■ Exercise task A
In the listing below, copy out word for word the lines that begin with the line containing "Outline all occurrences of black metal pole." and continue through the line containing "[547,187,583,258]".

■ Source
Thursday, January 6, 2022

A New Table Drink from London

A “true trio” is two different shaped, porcelain cups (one for coffee and one for tea) and one matching saucer. This set is circa 1840s. True trios were sold in this manner, as a consumer would conceivably need only need one saucer, as the coffee and tea would not be drunk simultaneously. Etiquipedia has not yet found if a specific gilded age, “coffee-tea” cup was ever invented. 

Coffee-tea, a beverage made from the leaves of the coffee shrub, is a new candidate for popular favor, and would seem to have some advantages over the berry. It has not yet reached this country, save as a chance curiosity, but was recently brought under the notice of the Royal Botanic Society of London. The samples of coffee-tea, or prepared coffee leaves, were grown in the society's conservatory.

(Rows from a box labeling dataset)
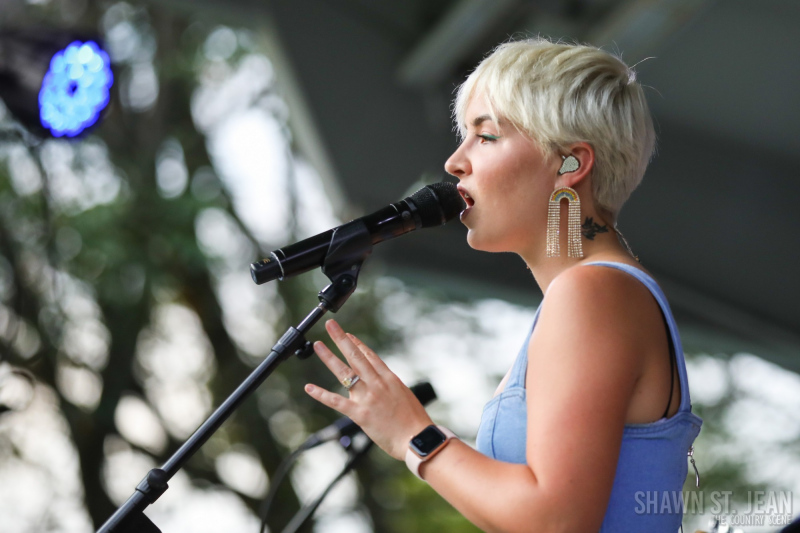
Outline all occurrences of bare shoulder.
[528,260,663,402]
[526,266,658,527]
[542,265,658,329]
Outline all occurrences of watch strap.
[406,425,458,481]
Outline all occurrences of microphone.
[250,181,466,285]
[299,381,436,451]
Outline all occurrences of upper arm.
[526,268,646,530]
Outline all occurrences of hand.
[305,320,433,461]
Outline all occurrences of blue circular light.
[39,41,114,137]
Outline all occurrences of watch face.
[411,426,447,457]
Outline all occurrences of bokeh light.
[39,41,114,137]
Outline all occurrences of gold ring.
[342,374,361,390]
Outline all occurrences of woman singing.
[306,39,702,533]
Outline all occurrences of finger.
[325,319,378,381]
[347,333,389,374]
[305,383,355,418]
[314,341,356,382]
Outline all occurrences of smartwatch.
[406,426,458,479]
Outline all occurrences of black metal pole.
[98,304,327,533]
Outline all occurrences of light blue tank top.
[476,262,703,533]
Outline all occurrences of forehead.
[461,92,501,128]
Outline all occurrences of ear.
[556,142,594,189]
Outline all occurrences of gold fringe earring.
[547,187,583,258]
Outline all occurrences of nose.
[444,143,470,179]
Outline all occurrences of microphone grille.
[409,181,467,228]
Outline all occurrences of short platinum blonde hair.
[453,38,655,216]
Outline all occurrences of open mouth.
[458,187,475,207]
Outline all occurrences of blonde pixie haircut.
[453,38,655,218]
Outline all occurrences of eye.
[477,133,500,144]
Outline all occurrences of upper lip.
[456,184,475,207]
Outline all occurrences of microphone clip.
[318,219,372,313]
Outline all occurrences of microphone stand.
[97,220,372,533]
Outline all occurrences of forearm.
[420,440,572,533]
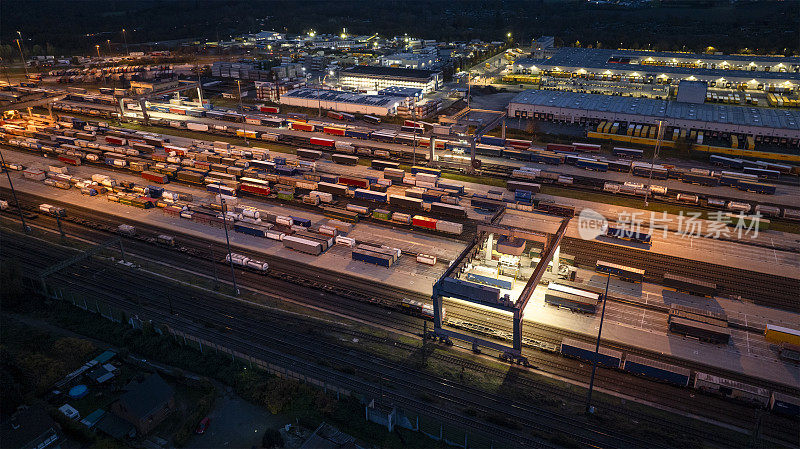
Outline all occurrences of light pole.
[236,80,245,144]
[122,28,131,56]
[219,193,239,296]
[586,273,611,413]
[0,151,28,234]
[317,74,328,117]
[644,120,664,207]
[17,31,30,79]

■ Exercise task B
Answer these questions using the coffee-tea article above:
(i) What makes up a "true trio"?
(ii) What is coffee-tea made from?
(iii) Where were the samples of coffee-tea grown?

■ Response A
Outline all occurrences of black metal pole.
[98,304,327,533]
Outline all occurrences of light blue tank top.
[476,262,703,533]
Outline all occurrences of forehead.
[461,92,501,128]
Outline all occurrences of ear.
[556,142,594,189]
Outline all occurrences of gold fringe earring.
[547,187,583,258]

■ Response B
(i) Two porcelain cups of different shapes, one for coffee and one for tea, and one matching saucer.
(ii) The leaves of the coffee shrub.
(iii) In the conservatory of the Royal Botanic Society of London.